1981 gelang an der Alster erstmals Jürgen Flimm eine Lesart, die statt einer romantisch-grotesken Revue die Hautfigur als kaputten, kreativentleerten, liebestoten Junkie vorführte – und das zudem in der hinreißend einprägsamen Singschauspielergestalt von Neil Shicoff, der anschließend Jahrzehnte die Titelrolle prägen sollte.

1999 wurde in einer weiteren Premiere hier erstmals, nach vielerlei Rechtsstreit hinter den Bearbeiterkulissen, das bereits sechs Jahre zuvor wiederentdeckte Finale des Giulietta-Aktes uraufgeführt.

Das ist nun auch in den neuen Hamburgischen „Les contes d’Hoffmann“ zu hören. Aber sonst gibt es von der ephemeren Neukostümierung des ewigen Jacques-Offenbach-Klassikers wenig Positives zu vermerken.

Die locker zusammenmontierte Geschichte nach E.T.A. Hoffmann, präsentiert einen sich zwischen Frauen und Wein verlierenden, völlig fiktionalen Dichter von der Romantikstange: verliebt, verzweifelt, extrovertiert, exzentrisch, passiv, aktiv, hysterisch, mörderisch.

Daniele Finzi Pasca, erfahren in Olympiaeröffnungen und Cirque du Soleil-Events, kann keine Oper. Er hat keinen Sinn für Erzählung und Deutung. Er bebildert wahllos die Liebesepisoden des Stücks.

_AUFGABEN BEARBEITEN_:
1. Schreibe den Text zur Hamburger Hoffmann-Inszenierung von „Das ist nun“ bis hinunter zu „aktiv, hysterisch, mörderisch.“ erneut ab und ersetze dabei „Geschichte“ durch „Handlung“.
2. Führe den Text zur Hamburger Hoffmann-Inszenierung im Anschluss an seinen letzten Satz um einige Sätze weiter.
Für die Bearbeitung wird die Auflistung nicht gebraucht.

_GESAMMELTES MATERIAL_:
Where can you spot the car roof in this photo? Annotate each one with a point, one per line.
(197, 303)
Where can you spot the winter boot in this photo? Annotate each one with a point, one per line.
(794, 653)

_LÖSUNGEN_:
1.
Das ist nun auch in den neuen Hamburgischen „Les contes d’Hoffmann“ zu hören. Aber sonst gibt es von der ephemeren Neukostümierung des ewigen Jacques-Offenbach-Klassikers wenig Positives zu vermerken.

Die locker zusammenmontierte Handlung nach E.T.A. Hoffmann, präsentiert einen sich zwischen Frauen und Wein verlierenden, völlig fiktionalen Dichter von der Romantikstange: verliebt, verzweifelt, extrovertiert, exzentrisch, passiv, aktiv, hysterisch, mörderisch.

2.
Akrobat schööön!

In Luthers Berliner Weinstube erscheinen alle, warum auch immer, als multiple Kostümpersönlichkeiten. Der Olympia-Akt ist ein stoischer Ärzte-Kongress mit bescheidender Spieldosenpuppenvorführung. Die tuberkulöse Möchtergernsängerin Antonia sehnt sich offenbar nach der damals noch gar nicht komponierten „Madama Butterfly“ und brütet als Schmetterling in einem Naturalienkabinett.

Und im aus Postkartenversatzstücken gefügten Venedig der rokokosilbrigen Kurtisane Giulietta flattert der Chor als Taubenschar so hektisch wie überflüssig. Dauernd werden armwedelnde Doubles an Fäden herumgezogen. Akrobat schööön!

Der eigentlich extrem stückkundige Kent Nagano dirigiert das versiert, aber mit wenig abgründigem Glamour, selten lauernder dämonischer Brillanz, greller wirbelnder Rhythmusfreude. Das war höchstens ambitioniertes Stadttheater. Luca Pisaroni in den vier Bösewichtrollen erscheint mit monströsen Krallenhänden als Offenbach, Glatzendämon, Vampir und Perückenschurke, singt aber so trocken wie brav.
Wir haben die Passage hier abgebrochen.